Required work: Without the pictures, set down the records below word for word.

=== Begin Enclosure ===

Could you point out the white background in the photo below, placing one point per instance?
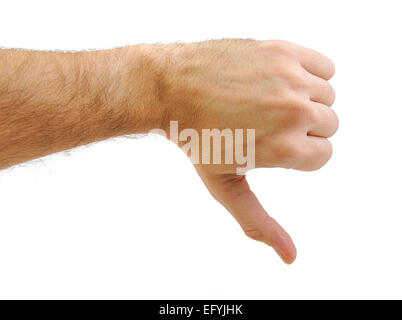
(129, 218)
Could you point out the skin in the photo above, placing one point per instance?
(52, 101)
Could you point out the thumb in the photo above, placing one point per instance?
(234, 193)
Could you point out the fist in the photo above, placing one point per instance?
(278, 89)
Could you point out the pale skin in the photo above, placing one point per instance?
(53, 101)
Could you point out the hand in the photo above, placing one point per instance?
(275, 87)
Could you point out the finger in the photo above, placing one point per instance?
(234, 193)
(316, 63)
(324, 121)
(321, 91)
(318, 152)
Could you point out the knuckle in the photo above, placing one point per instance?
(254, 234)
(288, 150)
(321, 159)
(299, 112)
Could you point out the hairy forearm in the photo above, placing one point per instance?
(52, 101)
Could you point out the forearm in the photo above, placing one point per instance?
(52, 101)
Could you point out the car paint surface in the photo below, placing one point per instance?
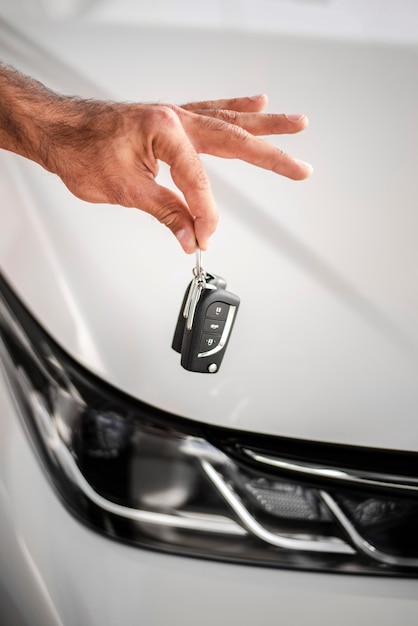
(325, 347)
(326, 343)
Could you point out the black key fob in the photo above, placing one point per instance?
(218, 282)
(204, 344)
(205, 322)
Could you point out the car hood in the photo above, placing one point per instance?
(325, 345)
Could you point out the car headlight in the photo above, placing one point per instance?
(142, 475)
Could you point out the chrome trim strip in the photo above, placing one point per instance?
(401, 483)
(225, 334)
(319, 544)
(361, 544)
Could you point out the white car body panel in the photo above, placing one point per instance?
(326, 342)
(324, 268)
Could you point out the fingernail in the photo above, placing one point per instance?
(305, 165)
(295, 117)
(187, 240)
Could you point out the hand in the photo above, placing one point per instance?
(109, 152)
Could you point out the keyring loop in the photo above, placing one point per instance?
(199, 268)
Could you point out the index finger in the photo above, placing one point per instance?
(247, 104)
(190, 177)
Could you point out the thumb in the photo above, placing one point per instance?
(171, 210)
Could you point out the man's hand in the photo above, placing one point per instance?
(109, 152)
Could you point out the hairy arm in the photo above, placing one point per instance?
(109, 152)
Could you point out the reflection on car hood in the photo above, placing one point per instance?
(325, 346)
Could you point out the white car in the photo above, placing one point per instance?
(281, 489)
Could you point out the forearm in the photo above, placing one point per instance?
(40, 124)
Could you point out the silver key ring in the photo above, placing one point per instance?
(198, 271)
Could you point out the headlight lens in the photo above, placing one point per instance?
(144, 476)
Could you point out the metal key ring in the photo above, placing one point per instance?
(199, 268)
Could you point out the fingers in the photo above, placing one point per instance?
(222, 139)
(169, 209)
(259, 123)
(244, 104)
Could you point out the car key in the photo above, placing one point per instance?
(205, 321)
(213, 279)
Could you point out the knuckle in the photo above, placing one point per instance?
(161, 116)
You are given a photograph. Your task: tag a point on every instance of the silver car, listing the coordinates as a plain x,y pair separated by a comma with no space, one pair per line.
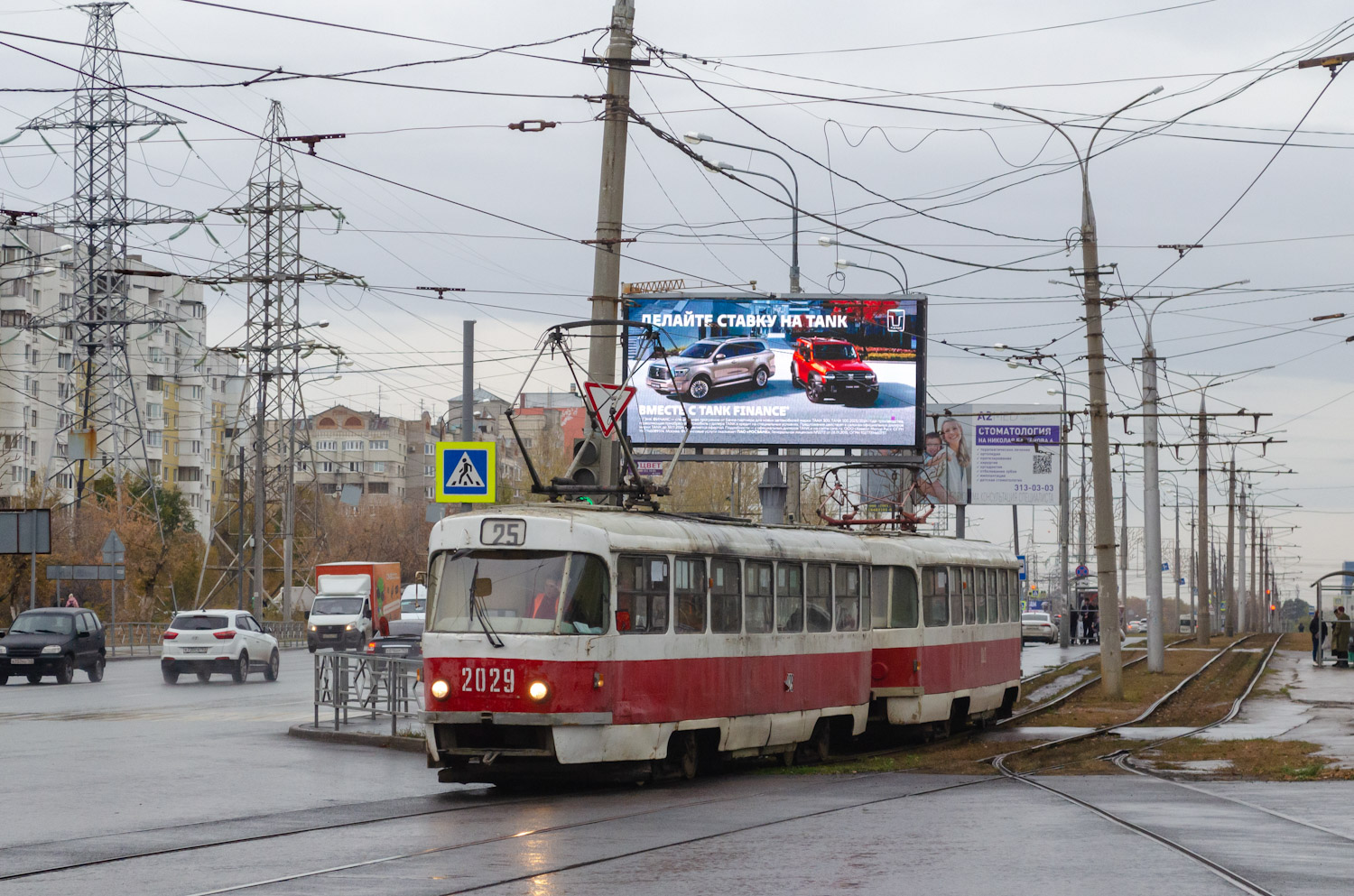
1037,627
712,363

=== End Enclosure ===

Answer area:
Could you point out the white background in the photo below, placing one point per instance?
(129, 218)
Could you point out the skin in the photo above, placing one point per instance?
(52, 101)
Could you point out the thumb in the photo above, placing one point per instance?
(234, 193)
Could you point out the fist in the photo above, placing one point per instance?
(278, 89)
Could you point out the pale skin in the photo above, placing one point per instance?
(53, 101)
Could you point out the hand in the photo above, placing one point per instance?
(275, 87)
Could you point out the finger in the photo above, placing one point per instance?
(234, 193)
(316, 63)
(324, 121)
(321, 91)
(318, 152)
Could you point out the knuckle in the photo above, placing one point per instance?
(254, 234)
(288, 150)
(321, 159)
(299, 112)
Could you point out the hairy forearm in the photo above, placing one point per instance?
(52, 101)
Could you point out the forearm in the photo above, placing one point per instance?
(52, 101)
Could you point out the car paint surface in the photo below, placing one point per instance?
(325, 347)
(326, 343)
Could you point out the black key fob in the photo above, placing one point per instance?
(218, 282)
(204, 344)
(205, 322)
Could you point out the car hood in the photo above, placing one point per instance?
(325, 345)
Could you point out the car headlight in the photo above, placing one point per instance?
(142, 475)
Could you point out the chrome trim strip in the photo above, placing one point per instance?
(401, 483)
(225, 334)
(319, 544)
(361, 544)
Could you point out the white car body panel in the photo above, placing one point per instance?
(326, 342)
(324, 268)
Could you point out the fingernail in the photo above, placing one point per instance?
(305, 165)
(295, 117)
(187, 240)
Could you point out the hand in the photo above, placing one point per instance?
(109, 152)
Could you point out the keyring loop in the photo above, placing one point per instance?
(199, 268)
Could you point out the index finger in the photo above, placing one point per instance?
(247, 104)
(190, 177)
Could you point out the thumb in the photo above, placing one point per instance?
(171, 210)
Could you point out the man's hand in the photo above, placing one point per instance?
(109, 152)
Could you point out the hairy arm in the photo above, placing one point per instance?
(109, 152)
Could you point out the reflection on car hood in the photo above, placing one point per instance?
(325, 346)
Could you point out the white car in the photo above, placing one point per instance?
(281, 489)
Could you point out the forearm in the photo above, placing one point per instance?
(40, 124)
Could you point out the silver key ring in the photo above, placing one point per instance?
(198, 271)
Could you point out the headlight lens in the photo above, placing one point per instance?
(144, 476)
Could you point out the metal key ring in the photo above, placing one point per instance?
(199, 268)
Could you point out the fingers in the photo above, placing one point per instance?
(222, 139)
(169, 209)
(259, 123)
(244, 104)
Could you point out the car key in the photo above, placing one point per instance?
(205, 321)
(213, 279)
Could you point out the knuckle in the photo above, placing one point per instance?
(161, 116)
You are given a photograph. Your task: tag a point on every instance of the silver car, listing the coordinates as a plain x,y pair separated by a comma with no space, one pair per line.
1037,627
712,363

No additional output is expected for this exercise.